## What you are asked to do
From the source text on involuntary commitment and forced psychiatric drugging, reproduce verbatim the stretch from "This article weaves" through "the details differing.".

## Source text
○ ○ ○ ○

Involuntary Commitment and Forced Psychiatric Drugging in the Trial Courts

Involuntary Commitment and Forced Psychiatric Drugging in the Trial Courts: Rights Violations as a Matter of Course

JAMES B. GOTTSTEIN
Law Project for Psychiatric Rights (PsychRights®); International Center for the Study of Psychiatry and Psychology (ICSPP); National Association of Rights Protection and Advocacy (NARPA); Law Offices of James B. Gottstein

 

 

Citation: Gottstein, James B., “Involuntary Commitment and Forced Psychiatric Drugging in the Trial Courts: Rights Violations as a Matter of Course” . Alaska Law Review, Vol. 25, No. 51, 2008 Available at SSRN: http://ssrn.com/abstract=1138743

 

Abstract: 
A commonly-held belief is that locking up and forcibly drugging people diagnosed with mental illness is in their best interests as well as society’s as a whole. The truth is far different.

Rather than protecting the public from harm, public safety is decreased. Rather than helping psychiatric respondents, many are greatly harmed. The evidence on this is clear.

Constitutional, statutory, and judge-made law, if followed, would protect psychiatric respondents from being erroneously deprived of their freedom and right to decline psychiatric drugs. However, lawyers representing psychiatric respondents, and judges hearing these cases uncritically reflect society’s beliefs and do not engage in legitimate legal processes when conducting involuntarily commitment and forced drugging proceedings.

By abandoning their core principle of zealous advocacy, lawyers representing psychiatric respondents interpose little, if any, defense and are not discovering and presenting to judges the evidence of the harm to their clients. By abandoning their core principle of being faithful to the law, judges have become instruments of oppression, rather than protectors of the rights of the downtrodden.

This article weaves legal analysis with the scientific evidence, as well as describes how the recipients of these unwanted interventions experience them. While this Article focuses on Alaska, similar processes are found in other United States’ jurisdictions, with only the details differing.

○ ○ ○ ○

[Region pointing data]
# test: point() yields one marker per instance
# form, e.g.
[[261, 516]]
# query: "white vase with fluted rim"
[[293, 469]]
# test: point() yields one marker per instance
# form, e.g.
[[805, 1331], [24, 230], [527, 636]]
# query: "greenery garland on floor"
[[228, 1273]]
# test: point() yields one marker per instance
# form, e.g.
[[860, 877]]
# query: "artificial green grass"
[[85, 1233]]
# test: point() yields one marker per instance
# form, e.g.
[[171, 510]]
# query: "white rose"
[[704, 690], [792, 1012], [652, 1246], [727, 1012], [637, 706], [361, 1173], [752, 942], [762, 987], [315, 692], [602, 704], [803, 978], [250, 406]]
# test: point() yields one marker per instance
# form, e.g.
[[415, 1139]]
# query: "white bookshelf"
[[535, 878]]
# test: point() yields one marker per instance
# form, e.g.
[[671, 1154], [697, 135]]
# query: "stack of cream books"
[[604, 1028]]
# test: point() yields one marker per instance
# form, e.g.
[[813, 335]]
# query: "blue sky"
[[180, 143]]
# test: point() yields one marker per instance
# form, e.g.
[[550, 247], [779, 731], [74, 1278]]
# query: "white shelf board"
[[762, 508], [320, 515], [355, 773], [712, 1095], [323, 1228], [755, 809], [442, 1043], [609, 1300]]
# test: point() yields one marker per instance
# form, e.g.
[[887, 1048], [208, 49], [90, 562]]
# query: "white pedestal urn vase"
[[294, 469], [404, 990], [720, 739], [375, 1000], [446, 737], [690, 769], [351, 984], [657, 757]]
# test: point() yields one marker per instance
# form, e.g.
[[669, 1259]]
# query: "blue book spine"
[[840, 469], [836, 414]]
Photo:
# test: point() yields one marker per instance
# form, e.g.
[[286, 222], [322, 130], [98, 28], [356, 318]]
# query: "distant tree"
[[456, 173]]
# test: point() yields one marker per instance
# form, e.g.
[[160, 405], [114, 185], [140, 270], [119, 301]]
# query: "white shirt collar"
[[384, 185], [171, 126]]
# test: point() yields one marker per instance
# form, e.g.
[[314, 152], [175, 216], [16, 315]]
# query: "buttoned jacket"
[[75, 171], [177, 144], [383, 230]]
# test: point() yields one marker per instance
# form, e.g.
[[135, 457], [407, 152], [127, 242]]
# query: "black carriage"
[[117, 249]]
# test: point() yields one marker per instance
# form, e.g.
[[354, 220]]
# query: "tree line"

○ ○ ○ ○

## Task solution
This article weaves legal analysis with the scientific evidence, as well as describes how the recipients of these unwanted interventions experience them. While this Article focuses on Alaska, similar processes are found in other United States’ jurisdictions, with only the details differing.